EXERCISE OBJECTIVE
Return every line of the listing below unchanged, in the same order.

RECORDS TO PROCESS
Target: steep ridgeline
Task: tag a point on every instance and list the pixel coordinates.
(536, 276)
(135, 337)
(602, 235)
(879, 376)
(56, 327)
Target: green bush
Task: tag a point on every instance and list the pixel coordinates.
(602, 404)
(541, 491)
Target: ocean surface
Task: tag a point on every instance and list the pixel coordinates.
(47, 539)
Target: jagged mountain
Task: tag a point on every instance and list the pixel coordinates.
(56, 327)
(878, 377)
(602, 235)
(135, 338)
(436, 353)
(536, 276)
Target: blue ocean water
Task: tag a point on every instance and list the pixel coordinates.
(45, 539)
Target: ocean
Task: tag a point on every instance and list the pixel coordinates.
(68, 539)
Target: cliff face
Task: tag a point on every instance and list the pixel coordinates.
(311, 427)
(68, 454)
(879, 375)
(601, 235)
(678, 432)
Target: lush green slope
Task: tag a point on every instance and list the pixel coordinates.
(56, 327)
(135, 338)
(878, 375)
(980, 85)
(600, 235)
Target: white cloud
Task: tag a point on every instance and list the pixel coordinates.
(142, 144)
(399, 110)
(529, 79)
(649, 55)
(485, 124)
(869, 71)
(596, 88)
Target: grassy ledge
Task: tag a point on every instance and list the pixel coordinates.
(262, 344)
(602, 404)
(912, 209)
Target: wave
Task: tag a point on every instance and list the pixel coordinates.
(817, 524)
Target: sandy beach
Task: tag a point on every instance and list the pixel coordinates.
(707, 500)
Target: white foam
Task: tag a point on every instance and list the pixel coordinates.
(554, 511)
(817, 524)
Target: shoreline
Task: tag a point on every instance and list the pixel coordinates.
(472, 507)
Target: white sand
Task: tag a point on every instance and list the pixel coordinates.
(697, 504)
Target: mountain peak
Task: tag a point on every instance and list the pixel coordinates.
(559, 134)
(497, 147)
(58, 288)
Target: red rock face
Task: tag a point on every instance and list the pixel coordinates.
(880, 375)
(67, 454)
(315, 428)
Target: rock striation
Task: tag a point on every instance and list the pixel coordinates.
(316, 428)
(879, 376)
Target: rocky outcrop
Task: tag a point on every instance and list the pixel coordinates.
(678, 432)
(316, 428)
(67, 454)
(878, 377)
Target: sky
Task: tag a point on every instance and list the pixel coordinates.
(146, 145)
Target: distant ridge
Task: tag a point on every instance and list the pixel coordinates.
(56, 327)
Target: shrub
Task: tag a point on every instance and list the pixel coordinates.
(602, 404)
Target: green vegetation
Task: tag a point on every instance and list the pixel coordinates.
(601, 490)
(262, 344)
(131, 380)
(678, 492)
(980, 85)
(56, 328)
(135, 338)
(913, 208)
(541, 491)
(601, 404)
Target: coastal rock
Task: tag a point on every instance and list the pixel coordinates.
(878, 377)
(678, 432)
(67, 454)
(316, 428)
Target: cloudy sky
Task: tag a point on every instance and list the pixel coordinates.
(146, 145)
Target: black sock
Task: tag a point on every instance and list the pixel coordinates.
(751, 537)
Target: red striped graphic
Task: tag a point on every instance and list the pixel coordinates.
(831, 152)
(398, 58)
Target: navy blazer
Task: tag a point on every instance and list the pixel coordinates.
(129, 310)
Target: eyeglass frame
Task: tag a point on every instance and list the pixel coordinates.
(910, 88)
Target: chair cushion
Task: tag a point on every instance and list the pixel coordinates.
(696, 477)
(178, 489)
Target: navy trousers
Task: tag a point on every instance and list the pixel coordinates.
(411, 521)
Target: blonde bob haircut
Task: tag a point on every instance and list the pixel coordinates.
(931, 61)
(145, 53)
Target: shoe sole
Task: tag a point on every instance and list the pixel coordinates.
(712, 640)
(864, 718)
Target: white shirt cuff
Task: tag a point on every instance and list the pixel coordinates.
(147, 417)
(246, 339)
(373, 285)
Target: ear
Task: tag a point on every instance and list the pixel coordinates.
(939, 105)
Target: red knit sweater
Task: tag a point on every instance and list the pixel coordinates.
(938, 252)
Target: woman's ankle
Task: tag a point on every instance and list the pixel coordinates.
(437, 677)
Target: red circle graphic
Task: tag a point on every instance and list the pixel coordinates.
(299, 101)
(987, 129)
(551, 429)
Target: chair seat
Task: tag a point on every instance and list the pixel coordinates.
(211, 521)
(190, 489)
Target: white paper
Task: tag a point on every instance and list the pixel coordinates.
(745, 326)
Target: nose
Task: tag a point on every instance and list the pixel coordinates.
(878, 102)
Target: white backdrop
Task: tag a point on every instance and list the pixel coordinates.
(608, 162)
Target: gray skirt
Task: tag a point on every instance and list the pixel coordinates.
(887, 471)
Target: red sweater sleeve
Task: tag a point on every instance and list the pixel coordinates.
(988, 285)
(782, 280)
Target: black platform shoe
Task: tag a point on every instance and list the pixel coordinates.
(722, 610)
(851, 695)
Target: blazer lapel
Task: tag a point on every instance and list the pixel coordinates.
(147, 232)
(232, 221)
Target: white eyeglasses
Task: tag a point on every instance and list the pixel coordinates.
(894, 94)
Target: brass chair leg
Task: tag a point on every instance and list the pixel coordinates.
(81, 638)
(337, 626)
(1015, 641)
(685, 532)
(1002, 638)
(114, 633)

CORRECT RESULT
Target: steep ridgeline
Task: tag a point on every instance and list the pixel coordinates.
(536, 276)
(135, 337)
(602, 235)
(879, 376)
(56, 327)
Target: green bush
Task: tag a point on every instance and list the pixel coordinates.
(602, 404)
(541, 491)
Target: ocean surface
Task: tag a point on every instance and list the pixel coordinates.
(47, 539)
Target: jagged mountain
Task: tag a point on every instance and list the pixel coordinates.
(56, 327)
(878, 377)
(602, 235)
(135, 338)
(436, 353)
(536, 276)
Target: blue ocean water
Task: tag a point on every instance and list the pixel coordinates.
(45, 539)
Target: ocean
Task: tag a point on every instance and list the pixel coordinates.
(68, 539)
Target: cliff face
Task: tag a point on every instance and list the pixel coordinates.
(311, 427)
(68, 454)
(879, 375)
(601, 235)
(678, 432)
Target: lush green slope
Task: tag a point on every instance and list the pixel coordinates.
(56, 327)
(135, 338)
(878, 375)
(980, 85)
(600, 235)
Target: white cloud
Task: tag a point on every instance and list the pixel coordinates.
(142, 144)
(399, 110)
(529, 79)
(649, 55)
(485, 124)
(869, 71)
(596, 88)
Target: grassy ledge
Task: tag a point on every instance and list the pixel coordinates.
(262, 344)
(602, 404)
(912, 209)
Target: wave
Task: tag a point on every instance and list the pixel coordinates.
(817, 524)
Target: sandy beach
Task: tag a point on every instance and list the pixel coordinates.
(707, 500)
Target: white foam
Task: tag a point on every instance and list the pixel coordinates.
(554, 511)
(817, 524)
Target: shoreline
Task: tag a point on every instance and list the pixel coordinates.
(472, 507)
Target: white sand
Task: tag a point on every instance and list the pixel coordinates.
(697, 504)
Target: mountain peak
Task: tag a point on every instance and list the pixel coordinates.
(559, 134)
(497, 147)
(58, 288)
Target: red rock face
Task: tag a point on every instance and list the pixel coordinates.
(880, 375)
(67, 454)
(315, 428)
Target: rock striation
Task: tag a point on every instance and list the pixel coordinates.
(316, 428)
(879, 376)
Target: rocky outcrop
Task: tag a point on every instance and list the pixel coordinates.
(678, 432)
(316, 428)
(67, 454)
(878, 377)
Target: sky
Task: tag a point on every instance and list the pixel coordinates.
(146, 145)
Target: distant ridge
Task: tag a point on every instance and list the pixel coordinates.
(56, 327)
Target: shrub
Task: tag a point on every instance and list the pixel coordinates.
(602, 404)
Target: green vegetation
Task: tag a point on every instance and list the pixel coordinates.
(601, 490)
(262, 344)
(131, 380)
(678, 492)
(980, 85)
(56, 328)
(135, 338)
(913, 208)
(541, 491)
(601, 404)
Target: coastal rock
Task: tag a point on every instance and list the pixel coordinates.
(878, 377)
(678, 432)
(67, 454)
(316, 428)
Target: cloudy sky
Task: tag a point on every instance and list the pixel coordinates.
(146, 145)
Target: black sock
Task: tag a point on every instance and list the pixel coordinates.
(751, 537)
Target: red striped graphic
Task: tag a point on every instance and list the pixel coordinates.
(831, 152)
(398, 58)
Target: navy blazer
Task: tag a point on every instance and list the pixel coordinates.
(129, 310)
Target: eyeglass frame
Task: tag a point on every instance and list the pixel coordinates.
(910, 88)
Target: chair cushion
Task: tag a point on every instance and list the pixel coordinates.
(696, 477)
(178, 489)
Target: navy trousers
Task: tag a point on every instance and list the pixel coordinates.
(411, 521)
Target: blonde bob haircut
Task: tag a point on every instance and list the pixel coordinates.
(931, 61)
(145, 53)
Target: shoe sole
Task: tag a point on every instance and list the pixel coordinates.
(712, 640)
(864, 718)
Target: white shirt cuff
Task: tag a point on every instance and list the pixel coordinates.
(147, 417)
(246, 339)
(373, 285)
Target: ear
Task: tag a point on every instance and list the pixel coordinates.
(939, 105)
Target: red knit sweater
Task: tag a point on every instance and list the pixel coordinates.
(938, 252)
Target: woman's ankle
Task: tag a point on every instance and list the pixel coordinates.
(437, 677)
Target: red circle graphic
Task: tag a point on every instance and list the pixel coordinates.
(299, 101)
(987, 129)
(551, 429)
Target: chair seat
Task: tag a point on every instance and list the pixel coordinates.
(211, 521)
(190, 489)
Target: white paper
Task: tag a point on every instance and list the pixel coordinates.
(745, 326)
Target: nose
Task: tag a point on every instance and list the pixel coordinates.
(878, 102)
Target: white backdrop
Task: tag a point on every instance and list the pixel coordinates.
(608, 162)
Target: gray skirt
Task: tag a point on every instance and list the pixel coordinates.
(887, 471)
Target: red sweater sleeve
Task: tag a point on every instance and list the pixel coordinates.
(988, 285)
(782, 280)
Target: black platform shoe
Task: tag a point on every instance and list the pixel coordinates.
(722, 610)
(851, 695)
Target: blazer lapel
Task: tag a point on every instance and list the pixel coordinates.
(147, 232)
(232, 221)
Target: white eyeglasses
Task: tag a point on every instance and list the pixel coordinates.
(894, 94)
Target: brass chair leg
Task: tag a point on every instance and list the pixel coordinates.
(81, 638)
(337, 626)
(1015, 641)
(685, 532)
(1002, 638)
(114, 633)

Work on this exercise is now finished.